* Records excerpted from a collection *

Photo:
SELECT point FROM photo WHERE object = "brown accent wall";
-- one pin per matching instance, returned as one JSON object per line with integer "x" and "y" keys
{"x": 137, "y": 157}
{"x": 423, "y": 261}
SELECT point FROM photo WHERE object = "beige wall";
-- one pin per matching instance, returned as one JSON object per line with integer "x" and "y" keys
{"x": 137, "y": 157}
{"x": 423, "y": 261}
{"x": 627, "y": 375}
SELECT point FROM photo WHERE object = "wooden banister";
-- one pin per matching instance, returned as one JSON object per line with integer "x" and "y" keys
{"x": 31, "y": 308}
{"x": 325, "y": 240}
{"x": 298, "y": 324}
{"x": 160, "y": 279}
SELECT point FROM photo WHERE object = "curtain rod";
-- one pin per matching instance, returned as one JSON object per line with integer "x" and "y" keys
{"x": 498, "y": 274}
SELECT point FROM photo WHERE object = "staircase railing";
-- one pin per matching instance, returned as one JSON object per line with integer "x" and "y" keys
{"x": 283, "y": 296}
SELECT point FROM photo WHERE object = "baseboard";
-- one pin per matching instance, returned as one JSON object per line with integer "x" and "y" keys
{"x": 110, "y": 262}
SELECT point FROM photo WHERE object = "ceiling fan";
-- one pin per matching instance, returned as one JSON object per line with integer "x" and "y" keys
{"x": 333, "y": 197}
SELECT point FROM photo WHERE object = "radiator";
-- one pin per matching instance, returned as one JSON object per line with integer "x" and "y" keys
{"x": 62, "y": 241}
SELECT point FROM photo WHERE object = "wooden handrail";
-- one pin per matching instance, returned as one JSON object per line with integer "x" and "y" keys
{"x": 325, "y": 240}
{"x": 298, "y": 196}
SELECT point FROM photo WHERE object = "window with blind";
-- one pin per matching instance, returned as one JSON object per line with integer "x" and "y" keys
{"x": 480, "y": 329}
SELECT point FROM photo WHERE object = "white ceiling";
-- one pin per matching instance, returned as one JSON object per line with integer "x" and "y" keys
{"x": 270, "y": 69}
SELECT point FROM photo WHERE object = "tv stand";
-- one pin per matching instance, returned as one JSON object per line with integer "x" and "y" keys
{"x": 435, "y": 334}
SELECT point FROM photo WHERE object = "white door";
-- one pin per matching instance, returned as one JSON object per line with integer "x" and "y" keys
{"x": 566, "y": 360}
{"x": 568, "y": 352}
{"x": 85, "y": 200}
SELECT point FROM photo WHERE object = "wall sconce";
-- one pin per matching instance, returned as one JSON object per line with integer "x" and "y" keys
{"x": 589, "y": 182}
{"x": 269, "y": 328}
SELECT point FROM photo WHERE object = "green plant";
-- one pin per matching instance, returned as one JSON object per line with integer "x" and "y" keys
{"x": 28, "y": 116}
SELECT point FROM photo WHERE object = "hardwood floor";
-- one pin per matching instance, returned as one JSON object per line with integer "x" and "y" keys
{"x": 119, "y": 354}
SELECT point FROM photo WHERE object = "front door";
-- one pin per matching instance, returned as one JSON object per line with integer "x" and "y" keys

* Task instructions *
Would you write down every record again, exactly?

* Final result *
Photo:
SELECT point FROM photo WHERE object = "brown accent wall";
-- one pin per matching instance, returned as one JSON object per line with integer "x" and "y" keys
{"x": 137, "y": 157}
{"x": 423, "y": 261}
SELECT point FROM photo WHERE object = "beige wall";
-- one pin per matching instance, returned as one JSON object per line with integer "x" and "y" keys
{"x": 137, "y": 157}
{"x": 423, "y": 261}
{"x": 627, "y": 375}
SELECT point FROM photo WHERE object = "wooden banister";
-- one pin per matching instance, returned as one JSON object per line with integer "x" and "y" keys
{"x": 31, "y": 308}
{"x": 325, "y": 240}
{"x": 298, "y": 324}
{"x": 160, "y": 279}
SELECT point FROM photo WHERE object = "curtain rod";
-- one pin per matching instance, returned as one JSON object per line with integer "x" and "y" keys
{"x": 498, "y": 274}
SELECT point FROM photo WHERE object = "staircase railing";
-- one pin per matching instance, returned as one JSON object per line with integer "x" and "y" keys
{"x": 283, "y": 296}
SELECT point FROM photo WHERE object = "baseboard";
-- one pin per matching instance, returned as one JSON object per line with integer "x" and "y" keys
{"x": 110, "y": 262}
SELECT point FROM photo WHERE object = "ceiling fan";
-- one pin per matching instance, returned as one JSON object per line with integer "x" and "y" keys
{"x": 333, "y": 197}
SELECT point FROM photo WHERE object = "radiator";
-- one pin per matching instance, returned as one JSON object per line with integer "x" and "y" keys
{"x": 62, "y": 241}
SELECT point FROM photo WHERE object = "wooden handrail";
-- one pin per matching instance, returned as one JSON object per line with integer "x" and "y" keys
{"x": 325, "y": 240}
{"x": 298, "y": 196}
SELECT point FROM photo WHERE object = "window with blind";
-- one pin per matching instance, returned as one JSON object per line with integer "x" and "y" keys
{"x": 480, "y": 329}
SELECT point FROM photo WHERE object = "white ceiling";
-- one pin per matching instance, returned as one JSON object per line with integer "x" and "y" keys
{"x": 270, "y": 69}
SELECT point FROM photo WHERE object = "tv stand";
-- one pin per matching instance, returned as one JSON object per line with integer "x" and "y" keys
{"x": 435, "y": 334}
SELECT point FROM photo WHERE object = "white door";
-- one pin per matching instance, returned as one JSON object per line with integer "x" and "y" keys
{"x": 566, "y": 360}
{"x": 568, "y": 352}
{"x": 85, "y": 200}
SELECT point FROM photo WHERE object = "wall sconce";
-- one pin per matching instance, returned as one JSON object per line with integer "x" and "y" keys
{"x": 589, "y": 182}
{"x": 269, "y": 328}
SELECT point FROM photo WHERE object = "green plant";
-- one pin per matching instance, returned as one JSON object per line with integer "x" and "y" keys
{"x": 28, "y": 116}
SELECT point FROM photo WHERE object = "hardwood floor";
-- one pin per matching instance, returned as one JSON object per line with integer "x" and "y" keys
{"x": 119, "y": 354}
SELECT point FROM photo WHERE object = "front door";
-- one pin per matching instance, returned as one JSON object per line with integer "x" and "y" keys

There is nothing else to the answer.